- Instructions to follow -
The answer must consist of each line below that contains the string "road".

- Data for analysis -
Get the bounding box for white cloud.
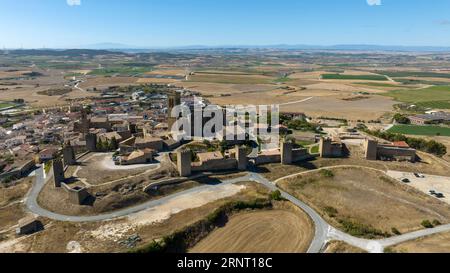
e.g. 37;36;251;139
67;0;81;6
367;0;381;6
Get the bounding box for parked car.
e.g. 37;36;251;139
435;193;445;198
401;178;410;183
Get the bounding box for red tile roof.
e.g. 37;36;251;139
392;141;410;148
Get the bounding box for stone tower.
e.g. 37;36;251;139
177;149;192;177
167;92;181;131
86;133;97;152
319;138;332;158
281;141;293;165
236;146;248;171
62;143;76;166
364;139;378;161
52;157;65;188
80;108;90;135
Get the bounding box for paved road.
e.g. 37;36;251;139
25;167;248;223
25;164;450;253
247;172;329;253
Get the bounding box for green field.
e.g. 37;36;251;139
310;145;320;154
273;76;292;83
388;125;450;137
383;86;450;109
0;102;15;110
322;74;388;81
415;101;450;109
394;78;450;86
376;71;450;79
88;66;153;77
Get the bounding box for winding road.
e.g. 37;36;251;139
25;164;450;253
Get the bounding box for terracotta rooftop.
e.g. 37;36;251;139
392;141;410;148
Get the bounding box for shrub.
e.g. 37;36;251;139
421;220;433;229
324;206;338;218
391;228;401;235
269;190;284;201
393;113;411;124
319;169;334;178
432;220;442;226
338;219;390;239
384;247;398;253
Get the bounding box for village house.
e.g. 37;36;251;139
409;112;450;125
119;148;155;165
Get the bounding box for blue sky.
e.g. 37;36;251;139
1;0;450;48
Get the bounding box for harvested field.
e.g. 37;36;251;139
190;209;313;253
281;95;396;121
188;73;274;85
278;167;450;237
388;231;450;253
179;82;276;97
78;77;139;89
0;70;33;79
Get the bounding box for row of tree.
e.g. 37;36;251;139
96;137;119;152
366;130;447;157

- Result of the task -
Get the bounding box for paved road.
Get the bounding box for winding road.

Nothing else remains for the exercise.